-- Instructions --
a – In the text on pratol and melanogenesis, at what concentration did pratol significantly reduce AKT phosphorylation?
b – Repeat the part of the pratol text starting at "Tyrosinase, TRP-1, and TRP-2 play" and ending at "western blotting analyses.".

Tyrosinase, TRP-1, and TRP-2 play important roles in melanogenesis [25]. MITF is a well-known regulator to affect the activity of the abovementioned enzymes. It binds to M-box in the promoters of tyrosinase and melanogenic enzymes, thereby inducing their expression. In order to determine the mechanism by which pratol stimulates melanin biosynthesis, we investigated the expression of MITF and its target genes, including tyrosinase, TRP-1 and TRP-2, by western blotting analyses.
As shown in Figure 4, B16F10 murine melanoma cells treated with pratol showed a significantly increased expression of tyrosinase, TRP-1, and TRP-2. To understand the transcriptional regulation of tyrosinase and TRP-2 genes, we investigated the effect of pratol on the expression of MITF. As shown in Figure 5, results of the analysis showed time- and concentration-dependent increase in the expression of MITF and the melanogenic proteins following treatment of B16F10 cells with pratol.

2.5. Pratol Suppresses p-AKT Expression in B16F10 Melanoma Cells

Previous studies have revealed that AKT signaling pathways participate in regulating melanogenesis [17,18]. Therefore, upstream signaling pathways underlying the hypopigmentary effect of pratol were investigated. The expression of AKT and its phosphorylated form were analyzed by western blotting. The results clearly showed that pratol reduced AKT phosphorylation in a dose-dependent manner. Pratol significantly reduced AKT phosphorylation at a concentration of 50 μM (Figure 6). These findings show that pratol strongly enhances melanogenesis by markedly reducing the phosphorylation of AKT.

2.6. Pratol Increases p-ERK, p-p38, and p-JNK Expression in the MAPK Pathway

Recently, the MAPK signaling pathway has been reported to be associated with melanogenesis. The activation of p38 MAPK, ERK, and JNK in B16F10 cells was examined to elucidate the mechanism underlying the hypopigmentary effect of pratol. As shown in Figure 7, pratol significantly increased phosphorylation of p38 MAPK, ERK, and JNK in a dose-dependent manner. Given that the MAPKs were activated in B16F10 cells, whether they were involved in the up-regulation of tyrosinase activity was then assessed. We treated the cells with 10 μM of SB203580, SP600125, and PD98059, which are inhibitors of p38, JNK, and ERK, respectively. As shown in Figure 8a, SB203580 or SP600125 markedly attenuated pratol-induced improvement of tyrosinase activation in B16F10 cells. This indicated that pratol-induced tyrosinase up-regulation was correlated with p38 and JNK activation.

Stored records
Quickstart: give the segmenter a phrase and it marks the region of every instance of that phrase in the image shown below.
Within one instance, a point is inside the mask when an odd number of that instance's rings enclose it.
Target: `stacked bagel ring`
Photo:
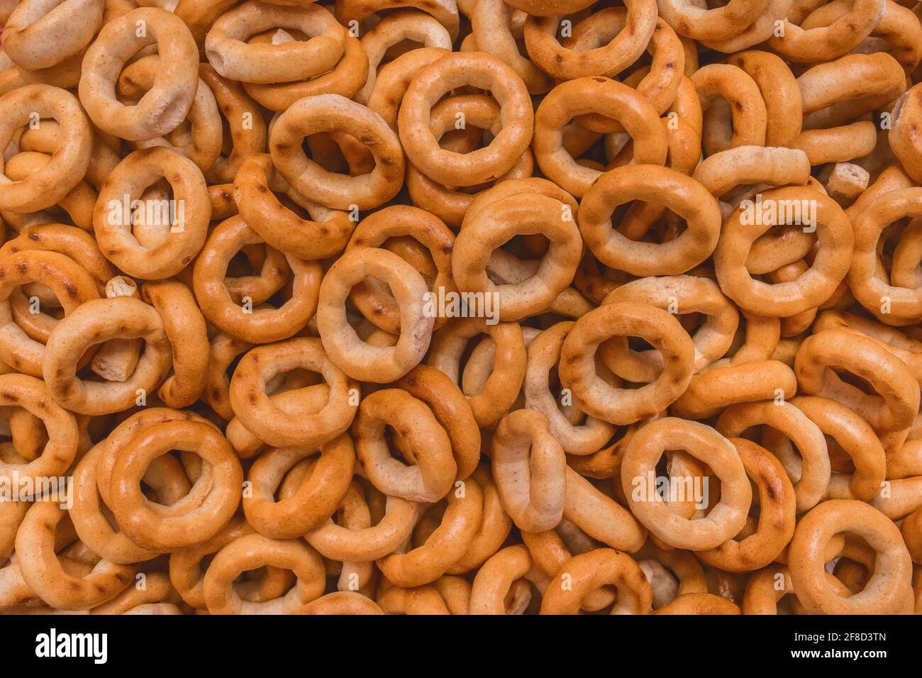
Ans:
[[[0,613],[922,613],[920,17],[0,2]]]

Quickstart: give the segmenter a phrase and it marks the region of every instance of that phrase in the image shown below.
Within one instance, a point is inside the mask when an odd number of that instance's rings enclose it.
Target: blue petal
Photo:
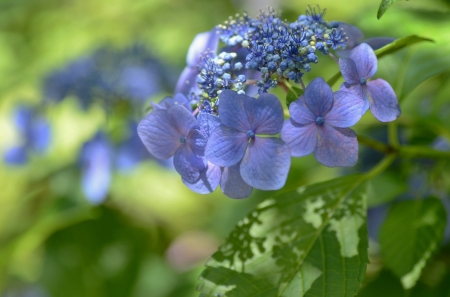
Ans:
[[[252,127],[245,112],[245,101],[255,100],[236,91],[223,90],[219,95],[219,117],[223,125],[247,133]],[[234,164],[233,164],[234,165]]]
[[[334,104],[324,117],[327,125],[347,128],[356,124],[362,116],[364,101],[350,93],[337,91],[334,93]]]
[[[167,110],[157,109],[148,114],[138,125],[138,134],[147,150],[159,159],[168,159],[180,147],[183,136],[173,127]]]
[[[308,125],[316,122],[316,116],[306,106],[304,96],[301,96],[289,105],[289,114],[298,124]]]
[[[208,162],[208,167],[200,173],[200,178],[195,183],[189,183],[182,179],[183,183],[192,191],[199,194],[209,194],[217,189],[222,175],[219,166]]]
[[[197,64],[201,62],[201,55],[205,51],[213,52],[215,54],[218,45],[219,34],[216,33],[216,28],[213,28],[209,32],[197,34],[189,46],[186,64],[190,67],[197,67]]]
[[[288,145],[291,156],[306,156],[311,154],[317,145],[317,125],[300,125],[288,119],[284,122],[280,137]]]
[[[306,105],[316,117],[325,116],[333,106],[333,91],[321,77],[306,86],[304,98]]]
[[[391,85],[378,78],[367,82],[367,95],[370,102],[370,111],[381,122],[391,122],[400,114],[397,96]]]
[[[173,156],[175,170],[189,183],[195,183],[200,173],[206,169],[207,162],[204,157],[197,156],[189,145],[182,145]]]
[[[220,118],[210,113],[200,112],[197,116],[197,121],[200,126],[200,132],[209,138],[211,132],[220,126]]]
[[[247,134],[220,125],[208,139],[205,156],[218,166],[233,166],[244,156],[247,144]]]
[[[278,190],[286,183],[291,165],[288,146],[279,138],[255,137],[241,163],[242,179],[261,190]]]
[[[3,160],[10,165],[24,165],[28,162],[25,146],[17,146],[8,149],[3,155]]]
[[[360,83],[360,77],[358,75],[358,70],[356,69],[355,61],[350,58],[340,58],[339,69],[341,70],[342,76],[344,77],[346,83]]]
[[[355,61],[360,78],[371,78],[378,69],[377,56],[366,43],[361,43],[350,53],[350,59]]]
[[[220,180],[220,189],[230,198],[242,199],[252,194],[253,187],[248,185],[241,177],[241,162],[222,168],[222,179]]]
[[[247,96],[248,97],[248,96]],[[244,108],[251,130],[256,134],[278,134],[283,127],[284,114],[280,100],[272,94],[245,100]]]
[[[319,138],[314,156],[328,167],[353,166],[358,161],[358,141],[349,128],[335,128],[323,125],[317,129]]]
[[[197,75],[199,71],[197,67],[187,66],[181,72],[178,78],[177,85],[175,87],[175,93],[182,93],[184,95],[189,95],[192,89],[197,89]]]
[[[197,156],[203,157],[205,155],[206,139],[199,130],[192,129],[189,131],[186,143]]]

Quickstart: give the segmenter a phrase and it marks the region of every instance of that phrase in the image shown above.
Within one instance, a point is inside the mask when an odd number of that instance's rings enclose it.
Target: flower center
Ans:
[[[324,122],[325,122],[325,121],[323,120],[322,117],[317,117],[317,118],[316,118],[316,124],[317,124],[317,125],[322,126]]]

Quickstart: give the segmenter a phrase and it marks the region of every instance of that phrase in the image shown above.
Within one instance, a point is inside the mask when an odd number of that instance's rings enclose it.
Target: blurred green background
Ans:
[[[400,1],[381,20],[376,18],[379,0],[311,4],[327,9],[327,21],[356,25],[366,37],[418,34],[436,44],[417,47],[448,53],[449,2]],[[255,16],[267,5],[281,9],[288,21],[307,7],[306,2],[290,0],[0,0],[0,154],[23,141],[12,116],[19,102],[38,106],[52,131],[44,154],[31,154],[23,166],[0,163],[1,296],[198,295],[202,265],[234,224],[274,192],[254,191],[246,200],[229,199],[220,190],[195,194],[176,172],[149,160],[126,174],[114,172],[106,201],[92,205],[81,189],[79,151],[97,130],[111,132],[124,124],[120,107],[114,114],[96,103],[83,110],[70,96],[44,105],[44,79],[99,48],[122,50],[138,43],[170,69],[176,81],[197,33],[244,9]],[[396,90],[402,87],[397,81],[401,55],[405,52],[379,66],[378,76]],[[338,71],[330,58],[319,58],[307,81],[315,75],[328,79]],[[448,101],[448,87],[439,88],[445,82],[448,75],[441,75],[408,95],[402,105],[406,119],[420,117],[427,98],[437,98],[430,113],[438,113],[439,102]],[[170,87],[153,94],[132,116],[138,121],[150,101],[170,94]],[[368,134],[376,125],[367,116],[355,130]],[[405,137],[419,143],[431,138],[414,133]],[[280,191],[342,173],[318,165],[312,156],[295,159],[287,186]],[[405,172],[396,174],[395,182],[387,182],[391,192],[383,195],[406,191],[407,179]],[[386,184],[386,176],[380,182]]]

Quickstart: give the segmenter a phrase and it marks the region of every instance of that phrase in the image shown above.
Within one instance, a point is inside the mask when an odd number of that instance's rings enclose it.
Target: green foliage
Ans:
[[[405,289],[412,288],[422,269],[439,248],[447,222],[437,198],[403,201],[394,205],[380,230],[381,253],[386,267]]]
[[[289,105],[291,105],[291,103],[297,100],[301,95],[303,95],[302,89],[292,87],[286,95],[286,105],[289,107]]]
[[[200,296],[354,296],[368,262],[365,188],[346,176],[264,201],[208,261]]]
[[[381,0],[380,7],[378,7],[377,19],[380,19],[386,10],[397,1],[399,0]]]

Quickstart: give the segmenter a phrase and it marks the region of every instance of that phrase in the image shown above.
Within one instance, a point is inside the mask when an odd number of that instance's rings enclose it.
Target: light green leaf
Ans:
[[[399,0],[381,0],[380,7],[378,7],[377,19],[380,19],[386,10],[397,1]]]
[[[381,254],[405,289],[416,284],[439,247],[446,222],[445,208],[436,198],[400,202],[389,212],[380,230]]]
[[[291,103],[297,100],[301,95],[303,95],[302,89],[292,87],[286,95],[286,105],[289,107],[289,105],[291,105]]]
[[[410,35],[410,36],[406,36],[406,37],[402,37],[399,39],[394,40],[393,42],[383,46],[380,49],[377,49],[375,51],[375,55],[377,56],[377,58],[381,58],[384,57],[386,55],[389,54],[393,54],[399,50],[401,50],[404,47],[413,45],[415,43],[418,42],[422,42],[422,41],[430,41],[430,42],[434,42],[433,39],[427,38],[427,37],[421,37],[418,35]],[[341,78],[342,74],[341,72],[336,73],[335,75],[333,75],[328,81],[328,85],[330,85],[331,87],[339,80],[339,78]]]
[[[200,296],[353,297],[368,262],[365,188],[347,176],[264,201],[208,261]]]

-- Responses to the exercise --
a – 50 μM

b –
Tyrosinase, TRP-1, and TRP-2 play important roles in melanogenesis [25]. MITF is a well-known regulator to affect the activity of the abovementioned enzymes. It binds to M-box in the promoters of tyrosinase and melanogenic enzymes, thereby inducing their expression. In order to determine the mechanism by which pratol stimulates melanin biosynthesis, we investigated the expression of MITF and its target genes, including tyrosinase, TRP-1 and TRP-2, by western blotting analyses.